§ **Required task**: Rewrite the items below with every "query" changed to "search term", keeping all other text the same.

§ **Records**:
○ ○ ○ ○

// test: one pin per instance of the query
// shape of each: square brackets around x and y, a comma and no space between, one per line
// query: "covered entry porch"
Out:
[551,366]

○ ○ ○ ○

§ **Task answer**:
// test: one pin per instance of the search term
// shape of each: square brackets around x and y, a comma and no space between, one per line
// search term: "covered entry porch"
Out:
[551,366]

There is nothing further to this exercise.